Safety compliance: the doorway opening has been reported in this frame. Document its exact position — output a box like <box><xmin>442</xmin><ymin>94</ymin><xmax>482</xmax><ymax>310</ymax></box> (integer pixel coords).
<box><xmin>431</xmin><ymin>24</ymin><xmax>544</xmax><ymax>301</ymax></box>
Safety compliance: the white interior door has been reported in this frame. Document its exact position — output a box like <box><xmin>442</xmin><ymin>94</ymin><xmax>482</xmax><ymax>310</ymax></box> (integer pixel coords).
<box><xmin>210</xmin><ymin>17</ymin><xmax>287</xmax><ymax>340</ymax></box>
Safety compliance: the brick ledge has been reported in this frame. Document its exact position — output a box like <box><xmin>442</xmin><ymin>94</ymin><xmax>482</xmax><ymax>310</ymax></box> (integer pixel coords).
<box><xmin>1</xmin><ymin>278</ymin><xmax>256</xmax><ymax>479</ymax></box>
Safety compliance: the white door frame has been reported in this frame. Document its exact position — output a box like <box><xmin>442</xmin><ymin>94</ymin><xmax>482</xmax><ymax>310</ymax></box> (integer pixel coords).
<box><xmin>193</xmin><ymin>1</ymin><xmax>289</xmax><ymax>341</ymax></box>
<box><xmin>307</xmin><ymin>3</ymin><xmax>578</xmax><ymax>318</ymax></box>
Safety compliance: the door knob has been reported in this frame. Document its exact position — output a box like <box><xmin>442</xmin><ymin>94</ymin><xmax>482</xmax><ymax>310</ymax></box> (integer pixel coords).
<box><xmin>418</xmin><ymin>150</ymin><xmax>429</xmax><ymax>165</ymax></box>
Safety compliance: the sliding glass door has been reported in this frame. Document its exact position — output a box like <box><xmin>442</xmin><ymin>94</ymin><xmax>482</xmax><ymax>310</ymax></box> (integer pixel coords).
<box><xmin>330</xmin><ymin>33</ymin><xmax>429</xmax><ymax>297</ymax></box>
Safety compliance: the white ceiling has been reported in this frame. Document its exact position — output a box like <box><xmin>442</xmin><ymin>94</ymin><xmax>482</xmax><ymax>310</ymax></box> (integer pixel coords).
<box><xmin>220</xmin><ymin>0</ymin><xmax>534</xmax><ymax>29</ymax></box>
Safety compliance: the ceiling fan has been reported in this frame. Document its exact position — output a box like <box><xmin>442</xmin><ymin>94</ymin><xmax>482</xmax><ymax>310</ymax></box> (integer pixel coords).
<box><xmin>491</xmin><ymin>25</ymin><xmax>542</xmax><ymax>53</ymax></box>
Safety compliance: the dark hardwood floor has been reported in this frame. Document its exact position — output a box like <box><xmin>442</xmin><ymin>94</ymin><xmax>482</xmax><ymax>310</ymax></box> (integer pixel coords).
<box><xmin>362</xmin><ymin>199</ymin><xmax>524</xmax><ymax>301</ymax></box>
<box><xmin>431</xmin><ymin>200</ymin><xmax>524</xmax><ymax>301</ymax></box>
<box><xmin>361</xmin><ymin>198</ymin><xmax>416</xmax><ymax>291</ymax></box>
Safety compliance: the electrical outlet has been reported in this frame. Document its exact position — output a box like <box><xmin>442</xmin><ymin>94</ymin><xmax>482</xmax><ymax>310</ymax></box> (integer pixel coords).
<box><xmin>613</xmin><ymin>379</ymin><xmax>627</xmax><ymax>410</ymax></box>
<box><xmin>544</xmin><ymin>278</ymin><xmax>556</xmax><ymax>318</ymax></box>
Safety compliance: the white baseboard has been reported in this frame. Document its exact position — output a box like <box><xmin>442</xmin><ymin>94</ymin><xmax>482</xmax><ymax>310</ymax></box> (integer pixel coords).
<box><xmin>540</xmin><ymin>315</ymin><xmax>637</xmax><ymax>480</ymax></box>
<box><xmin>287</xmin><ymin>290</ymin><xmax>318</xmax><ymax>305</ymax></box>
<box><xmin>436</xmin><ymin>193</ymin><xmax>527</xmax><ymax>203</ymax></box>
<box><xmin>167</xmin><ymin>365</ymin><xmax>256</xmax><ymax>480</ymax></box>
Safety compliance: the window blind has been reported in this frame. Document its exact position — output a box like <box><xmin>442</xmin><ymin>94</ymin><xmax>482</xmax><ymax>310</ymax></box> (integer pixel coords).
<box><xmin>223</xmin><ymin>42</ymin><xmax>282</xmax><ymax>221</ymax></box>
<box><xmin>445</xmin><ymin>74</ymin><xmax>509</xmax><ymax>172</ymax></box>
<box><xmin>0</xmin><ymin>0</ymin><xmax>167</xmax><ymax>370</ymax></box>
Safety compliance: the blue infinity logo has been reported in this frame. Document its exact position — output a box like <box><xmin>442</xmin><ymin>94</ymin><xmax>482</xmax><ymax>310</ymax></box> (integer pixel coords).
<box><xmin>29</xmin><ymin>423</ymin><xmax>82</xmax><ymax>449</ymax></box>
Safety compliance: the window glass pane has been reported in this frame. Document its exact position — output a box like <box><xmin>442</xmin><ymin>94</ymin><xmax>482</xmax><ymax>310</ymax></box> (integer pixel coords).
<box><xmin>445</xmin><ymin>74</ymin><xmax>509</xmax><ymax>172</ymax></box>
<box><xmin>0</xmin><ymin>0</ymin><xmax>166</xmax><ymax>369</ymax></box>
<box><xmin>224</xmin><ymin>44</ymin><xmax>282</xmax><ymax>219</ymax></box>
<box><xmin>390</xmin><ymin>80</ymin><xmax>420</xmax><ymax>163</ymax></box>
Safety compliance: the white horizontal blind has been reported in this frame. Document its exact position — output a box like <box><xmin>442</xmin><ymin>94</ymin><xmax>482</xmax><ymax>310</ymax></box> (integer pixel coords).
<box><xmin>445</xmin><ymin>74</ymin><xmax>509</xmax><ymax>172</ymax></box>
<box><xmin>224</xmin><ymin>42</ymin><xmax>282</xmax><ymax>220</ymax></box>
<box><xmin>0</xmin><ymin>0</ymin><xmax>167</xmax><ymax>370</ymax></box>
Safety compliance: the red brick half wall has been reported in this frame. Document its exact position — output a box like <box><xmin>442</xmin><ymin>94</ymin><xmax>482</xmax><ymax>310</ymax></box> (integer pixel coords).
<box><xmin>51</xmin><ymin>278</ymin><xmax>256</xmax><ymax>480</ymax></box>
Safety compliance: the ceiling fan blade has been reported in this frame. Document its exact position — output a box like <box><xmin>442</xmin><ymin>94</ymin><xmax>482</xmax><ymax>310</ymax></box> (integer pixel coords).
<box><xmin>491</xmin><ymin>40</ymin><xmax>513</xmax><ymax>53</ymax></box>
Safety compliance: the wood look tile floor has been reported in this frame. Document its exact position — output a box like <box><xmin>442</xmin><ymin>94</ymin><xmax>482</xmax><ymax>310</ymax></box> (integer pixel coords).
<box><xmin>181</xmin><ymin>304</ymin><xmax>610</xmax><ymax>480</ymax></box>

________________

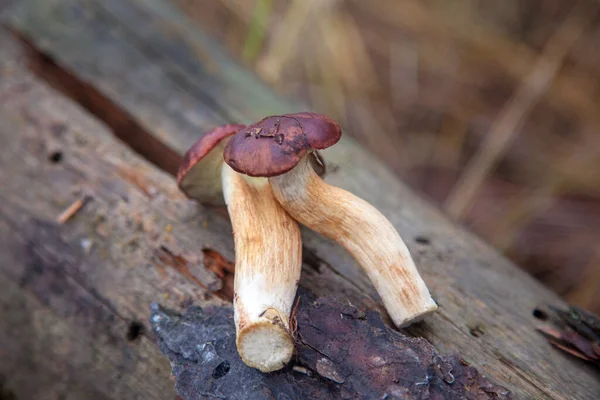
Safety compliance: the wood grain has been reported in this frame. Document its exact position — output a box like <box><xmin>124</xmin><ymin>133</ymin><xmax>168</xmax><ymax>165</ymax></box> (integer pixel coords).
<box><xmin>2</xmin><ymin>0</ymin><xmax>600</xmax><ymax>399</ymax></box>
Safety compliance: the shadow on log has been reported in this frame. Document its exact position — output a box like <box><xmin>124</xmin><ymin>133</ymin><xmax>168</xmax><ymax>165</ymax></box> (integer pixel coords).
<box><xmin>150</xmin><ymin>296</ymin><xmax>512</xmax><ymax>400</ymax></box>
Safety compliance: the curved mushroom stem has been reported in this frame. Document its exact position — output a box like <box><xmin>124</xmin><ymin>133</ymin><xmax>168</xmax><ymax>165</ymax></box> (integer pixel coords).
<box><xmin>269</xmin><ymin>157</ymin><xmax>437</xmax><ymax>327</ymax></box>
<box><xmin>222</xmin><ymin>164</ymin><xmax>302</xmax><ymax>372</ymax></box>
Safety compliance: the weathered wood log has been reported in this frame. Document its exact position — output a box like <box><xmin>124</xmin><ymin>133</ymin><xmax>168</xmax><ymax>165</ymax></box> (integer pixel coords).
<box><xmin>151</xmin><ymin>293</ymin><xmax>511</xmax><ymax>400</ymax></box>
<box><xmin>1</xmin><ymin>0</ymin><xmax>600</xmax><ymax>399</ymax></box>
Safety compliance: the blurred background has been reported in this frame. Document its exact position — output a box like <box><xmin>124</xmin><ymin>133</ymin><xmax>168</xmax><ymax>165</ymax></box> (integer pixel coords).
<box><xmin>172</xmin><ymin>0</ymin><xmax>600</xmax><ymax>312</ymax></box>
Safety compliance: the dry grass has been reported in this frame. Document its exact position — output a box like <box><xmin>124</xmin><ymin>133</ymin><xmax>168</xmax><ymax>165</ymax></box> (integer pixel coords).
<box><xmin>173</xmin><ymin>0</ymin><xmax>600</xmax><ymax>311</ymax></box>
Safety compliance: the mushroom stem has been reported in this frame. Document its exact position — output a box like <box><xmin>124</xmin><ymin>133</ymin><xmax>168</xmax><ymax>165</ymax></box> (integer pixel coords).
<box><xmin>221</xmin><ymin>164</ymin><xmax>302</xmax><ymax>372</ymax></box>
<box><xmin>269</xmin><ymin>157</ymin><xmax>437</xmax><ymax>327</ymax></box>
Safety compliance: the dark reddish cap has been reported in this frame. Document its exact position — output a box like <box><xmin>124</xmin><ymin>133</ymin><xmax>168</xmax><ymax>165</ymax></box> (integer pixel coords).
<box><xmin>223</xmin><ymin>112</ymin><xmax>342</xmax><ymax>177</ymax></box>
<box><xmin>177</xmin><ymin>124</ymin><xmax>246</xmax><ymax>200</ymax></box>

________________

Objective:
Pick out each line above that contains the word "weathered" and copy it.

Full answer:
Safety compliance: the weathered wood log has been reported in this frame. Document its exact position — output a box like <box><xmin>124</xmin><ymin>133</ymin><xmax>168</xmax><ymax>165</ymax></box> (integer pixel coords).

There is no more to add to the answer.